Return every line of the material below that contains the string "tire". Case counts.

[Point-labeling material]
-*-*-

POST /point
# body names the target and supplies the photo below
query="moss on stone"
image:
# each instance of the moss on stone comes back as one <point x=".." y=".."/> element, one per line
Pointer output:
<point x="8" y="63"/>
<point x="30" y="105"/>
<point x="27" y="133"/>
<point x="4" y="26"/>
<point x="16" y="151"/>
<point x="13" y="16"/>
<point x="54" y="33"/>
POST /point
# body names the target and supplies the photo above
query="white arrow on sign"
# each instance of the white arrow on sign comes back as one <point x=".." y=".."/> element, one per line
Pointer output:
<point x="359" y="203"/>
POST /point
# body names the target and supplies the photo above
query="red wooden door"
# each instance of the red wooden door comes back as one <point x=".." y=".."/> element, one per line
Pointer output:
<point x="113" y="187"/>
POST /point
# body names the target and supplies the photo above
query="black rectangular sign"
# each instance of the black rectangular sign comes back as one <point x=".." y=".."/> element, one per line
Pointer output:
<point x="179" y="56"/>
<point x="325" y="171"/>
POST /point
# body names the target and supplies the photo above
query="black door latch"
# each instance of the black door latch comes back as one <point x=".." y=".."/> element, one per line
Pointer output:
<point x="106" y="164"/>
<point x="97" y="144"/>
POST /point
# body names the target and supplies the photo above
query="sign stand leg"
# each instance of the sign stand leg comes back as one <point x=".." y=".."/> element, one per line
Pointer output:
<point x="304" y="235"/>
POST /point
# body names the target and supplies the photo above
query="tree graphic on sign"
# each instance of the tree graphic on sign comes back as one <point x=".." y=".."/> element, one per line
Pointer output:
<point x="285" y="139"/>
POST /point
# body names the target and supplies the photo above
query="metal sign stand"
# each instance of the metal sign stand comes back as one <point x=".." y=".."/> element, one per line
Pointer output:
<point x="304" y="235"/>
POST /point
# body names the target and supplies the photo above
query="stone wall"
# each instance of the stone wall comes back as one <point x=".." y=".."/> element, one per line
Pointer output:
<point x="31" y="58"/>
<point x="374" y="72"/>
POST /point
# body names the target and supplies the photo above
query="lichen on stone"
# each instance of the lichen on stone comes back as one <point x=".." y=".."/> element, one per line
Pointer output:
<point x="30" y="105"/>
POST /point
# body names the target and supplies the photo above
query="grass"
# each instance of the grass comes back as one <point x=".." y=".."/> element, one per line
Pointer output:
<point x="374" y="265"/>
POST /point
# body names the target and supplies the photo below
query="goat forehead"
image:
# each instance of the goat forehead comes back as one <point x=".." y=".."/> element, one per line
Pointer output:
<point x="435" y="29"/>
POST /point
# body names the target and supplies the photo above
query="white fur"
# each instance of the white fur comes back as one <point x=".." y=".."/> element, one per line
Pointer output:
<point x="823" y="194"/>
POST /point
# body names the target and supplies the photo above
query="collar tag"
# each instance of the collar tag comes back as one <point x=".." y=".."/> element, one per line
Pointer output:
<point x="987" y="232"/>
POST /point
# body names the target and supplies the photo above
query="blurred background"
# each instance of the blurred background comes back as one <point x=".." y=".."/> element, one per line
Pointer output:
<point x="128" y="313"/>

-*-*-

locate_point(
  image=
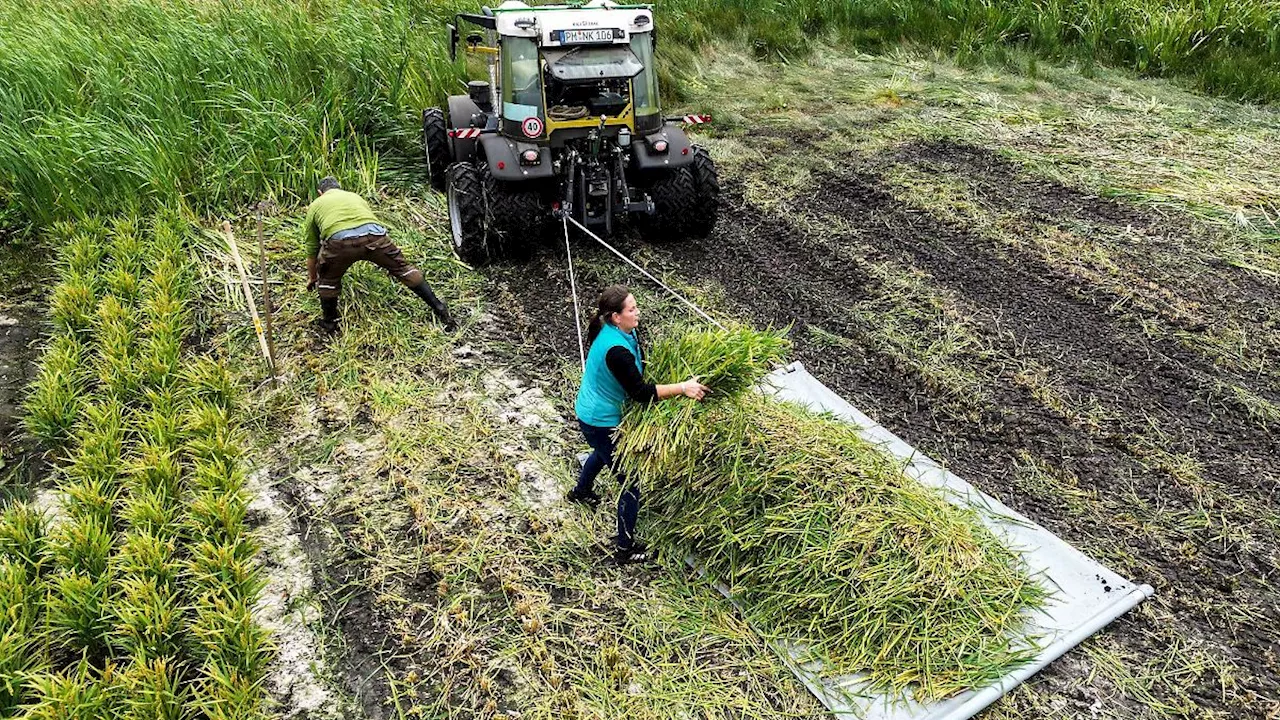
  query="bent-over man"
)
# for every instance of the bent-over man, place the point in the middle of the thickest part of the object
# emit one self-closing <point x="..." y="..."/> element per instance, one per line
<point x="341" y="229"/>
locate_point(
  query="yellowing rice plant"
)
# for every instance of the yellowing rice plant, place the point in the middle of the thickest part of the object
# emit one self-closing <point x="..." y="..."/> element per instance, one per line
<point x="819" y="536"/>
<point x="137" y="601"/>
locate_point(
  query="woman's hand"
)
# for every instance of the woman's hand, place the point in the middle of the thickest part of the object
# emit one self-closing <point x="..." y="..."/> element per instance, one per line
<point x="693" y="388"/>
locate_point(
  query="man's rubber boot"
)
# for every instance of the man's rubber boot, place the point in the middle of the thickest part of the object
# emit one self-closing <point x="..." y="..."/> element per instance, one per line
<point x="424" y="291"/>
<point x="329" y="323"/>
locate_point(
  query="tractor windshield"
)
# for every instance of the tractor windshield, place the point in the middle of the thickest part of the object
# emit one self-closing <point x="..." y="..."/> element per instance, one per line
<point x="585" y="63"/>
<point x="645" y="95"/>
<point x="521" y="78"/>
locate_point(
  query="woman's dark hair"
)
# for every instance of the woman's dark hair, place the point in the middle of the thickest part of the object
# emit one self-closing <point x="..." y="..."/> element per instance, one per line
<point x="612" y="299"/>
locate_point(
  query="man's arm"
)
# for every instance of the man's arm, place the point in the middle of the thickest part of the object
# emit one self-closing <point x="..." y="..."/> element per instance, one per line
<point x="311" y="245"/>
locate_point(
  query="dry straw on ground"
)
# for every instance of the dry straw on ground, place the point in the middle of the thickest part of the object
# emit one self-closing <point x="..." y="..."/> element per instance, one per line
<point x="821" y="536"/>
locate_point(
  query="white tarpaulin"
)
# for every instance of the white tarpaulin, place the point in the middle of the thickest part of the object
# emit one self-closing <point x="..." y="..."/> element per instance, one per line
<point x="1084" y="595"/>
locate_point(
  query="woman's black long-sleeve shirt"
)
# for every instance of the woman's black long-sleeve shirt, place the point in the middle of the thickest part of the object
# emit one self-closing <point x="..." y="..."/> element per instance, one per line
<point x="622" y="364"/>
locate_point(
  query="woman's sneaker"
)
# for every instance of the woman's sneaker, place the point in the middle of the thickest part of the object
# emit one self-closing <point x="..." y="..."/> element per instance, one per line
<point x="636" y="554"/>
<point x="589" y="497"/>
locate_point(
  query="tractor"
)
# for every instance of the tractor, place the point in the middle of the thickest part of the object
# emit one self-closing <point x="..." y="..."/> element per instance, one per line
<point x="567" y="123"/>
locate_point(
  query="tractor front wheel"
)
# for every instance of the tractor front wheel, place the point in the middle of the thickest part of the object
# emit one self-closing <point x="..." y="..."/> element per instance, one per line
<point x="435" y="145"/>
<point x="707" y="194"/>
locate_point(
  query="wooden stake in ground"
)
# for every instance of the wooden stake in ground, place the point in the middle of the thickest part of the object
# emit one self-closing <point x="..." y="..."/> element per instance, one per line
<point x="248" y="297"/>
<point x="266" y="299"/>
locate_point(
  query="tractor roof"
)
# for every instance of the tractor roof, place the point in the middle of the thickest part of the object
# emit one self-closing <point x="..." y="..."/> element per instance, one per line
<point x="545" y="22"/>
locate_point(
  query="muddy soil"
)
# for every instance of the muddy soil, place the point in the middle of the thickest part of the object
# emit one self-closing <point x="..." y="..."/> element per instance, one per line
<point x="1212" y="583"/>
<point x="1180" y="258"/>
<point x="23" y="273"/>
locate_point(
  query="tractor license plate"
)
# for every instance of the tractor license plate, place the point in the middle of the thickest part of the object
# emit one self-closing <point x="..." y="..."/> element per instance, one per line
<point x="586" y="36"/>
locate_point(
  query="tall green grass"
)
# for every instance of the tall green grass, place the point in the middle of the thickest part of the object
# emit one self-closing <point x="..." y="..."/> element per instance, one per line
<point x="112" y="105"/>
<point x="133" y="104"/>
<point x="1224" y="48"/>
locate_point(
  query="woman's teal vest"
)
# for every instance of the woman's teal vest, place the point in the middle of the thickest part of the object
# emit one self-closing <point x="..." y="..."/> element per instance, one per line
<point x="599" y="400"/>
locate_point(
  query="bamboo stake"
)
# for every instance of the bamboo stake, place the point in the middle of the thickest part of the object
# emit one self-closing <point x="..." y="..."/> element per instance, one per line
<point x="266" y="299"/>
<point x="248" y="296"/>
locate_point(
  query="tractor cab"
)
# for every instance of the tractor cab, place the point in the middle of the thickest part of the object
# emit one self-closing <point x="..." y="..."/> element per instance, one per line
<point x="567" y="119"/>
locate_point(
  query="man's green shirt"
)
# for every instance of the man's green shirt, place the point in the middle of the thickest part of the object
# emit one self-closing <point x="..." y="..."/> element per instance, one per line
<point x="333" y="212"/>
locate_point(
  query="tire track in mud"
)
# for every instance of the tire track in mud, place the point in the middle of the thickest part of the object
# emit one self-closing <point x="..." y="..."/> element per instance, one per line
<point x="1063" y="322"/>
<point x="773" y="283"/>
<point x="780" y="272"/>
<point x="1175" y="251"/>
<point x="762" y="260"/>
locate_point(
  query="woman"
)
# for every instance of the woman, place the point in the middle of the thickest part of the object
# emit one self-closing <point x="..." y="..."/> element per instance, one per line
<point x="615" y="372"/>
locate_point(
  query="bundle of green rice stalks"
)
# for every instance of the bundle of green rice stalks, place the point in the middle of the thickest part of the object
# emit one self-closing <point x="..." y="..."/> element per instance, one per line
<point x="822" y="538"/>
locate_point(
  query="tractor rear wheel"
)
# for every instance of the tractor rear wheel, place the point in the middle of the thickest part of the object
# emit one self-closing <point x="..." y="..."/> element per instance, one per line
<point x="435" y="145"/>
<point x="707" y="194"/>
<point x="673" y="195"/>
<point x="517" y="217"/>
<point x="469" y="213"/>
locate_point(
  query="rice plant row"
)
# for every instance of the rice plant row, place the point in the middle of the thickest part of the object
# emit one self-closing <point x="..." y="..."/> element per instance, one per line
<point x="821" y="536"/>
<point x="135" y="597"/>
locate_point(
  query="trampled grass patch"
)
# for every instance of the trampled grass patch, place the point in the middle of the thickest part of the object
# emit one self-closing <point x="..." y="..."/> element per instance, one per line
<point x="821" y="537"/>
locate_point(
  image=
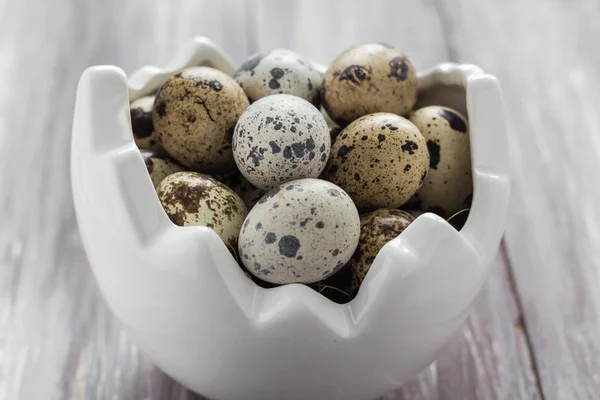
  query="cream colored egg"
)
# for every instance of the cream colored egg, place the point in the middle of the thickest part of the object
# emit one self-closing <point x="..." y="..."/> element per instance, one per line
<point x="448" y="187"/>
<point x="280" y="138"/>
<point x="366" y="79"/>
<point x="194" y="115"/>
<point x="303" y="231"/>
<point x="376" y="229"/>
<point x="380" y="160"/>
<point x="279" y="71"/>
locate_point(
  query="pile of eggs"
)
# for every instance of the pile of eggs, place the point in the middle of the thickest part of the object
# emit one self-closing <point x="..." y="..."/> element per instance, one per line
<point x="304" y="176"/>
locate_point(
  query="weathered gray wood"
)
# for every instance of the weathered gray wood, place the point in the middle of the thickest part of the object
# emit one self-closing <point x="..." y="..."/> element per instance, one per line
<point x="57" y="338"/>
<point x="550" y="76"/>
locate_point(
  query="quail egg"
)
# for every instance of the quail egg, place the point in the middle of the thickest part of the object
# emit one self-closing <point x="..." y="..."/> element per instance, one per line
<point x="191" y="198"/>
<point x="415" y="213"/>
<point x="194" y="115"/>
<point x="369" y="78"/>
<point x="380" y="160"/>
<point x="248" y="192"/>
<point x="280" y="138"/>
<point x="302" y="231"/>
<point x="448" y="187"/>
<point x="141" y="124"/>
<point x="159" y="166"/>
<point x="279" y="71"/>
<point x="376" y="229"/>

-*-*-

Answer for this exercise
  query="tire track in mud"
# for every instance of the tire track in mud, place the point in the middle of the thickest part of the object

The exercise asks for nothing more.